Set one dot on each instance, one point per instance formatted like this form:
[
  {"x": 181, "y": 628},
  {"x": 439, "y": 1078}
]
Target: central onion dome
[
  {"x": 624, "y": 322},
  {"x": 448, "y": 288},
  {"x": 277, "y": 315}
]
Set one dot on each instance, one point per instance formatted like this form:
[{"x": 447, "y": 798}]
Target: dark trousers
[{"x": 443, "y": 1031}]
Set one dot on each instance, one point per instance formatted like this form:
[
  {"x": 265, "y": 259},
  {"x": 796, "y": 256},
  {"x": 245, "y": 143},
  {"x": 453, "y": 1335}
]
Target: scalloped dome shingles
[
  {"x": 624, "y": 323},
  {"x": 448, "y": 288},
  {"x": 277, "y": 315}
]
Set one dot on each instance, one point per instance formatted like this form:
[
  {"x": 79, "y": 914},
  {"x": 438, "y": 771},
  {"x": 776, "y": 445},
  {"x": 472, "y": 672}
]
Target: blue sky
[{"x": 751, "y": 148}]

.....

(SHORT PROBLEM):
Rewrite every line of the rows above as one numbered list, skipping any blank lines.

(TASK OUTPUT):
1. Set one dot on each instance, one point per instance formatted like this form:
2. [
3.   {"x": 181, "y": 628},
4.   {"x": 439, "y": 1078}
5. ]
6. Target: central onion dome
7. [
8.   {"x": 624, "y": 322},
9.   {"x": 448, "y": 288},
10.   {"x": 277, "y": 315}
11. ]
12. Set one dot on each instance, one point per instance formatted like this form:
13. [{"x": 447, "y": 798}]
14. Target: dark trousers
15. [{"x": 443, "y": 1031}]
16. Set one dot on each instance, one point per instance formatted like this form:
17. [
18.   {"x": 265, "y": 259},
19.   {"x": 796, "y": 256},
20.   {"x": 245, "y": 143},
21.   {"x": 453, "y": 1335}
22. ]
23. Target: scalloped dome shingles
24. [
25.   {"x": 624, "y": 323},
26.   {"x": 448, "y": 288},
27.   {"x": 277, "y": 315}
28. ]
29. Set one dot on each instance, one point per instance formatted like this form:
30. [
31.   {"x": 79, "y": 914},
32.   {"x": 438, "y": 771},
33.   {"x": 776, "y": 445},
34.   {"x": 472, "y": 672}
35. ]
36. Target: blue sky
37. [{"x": 751, "y": 148}]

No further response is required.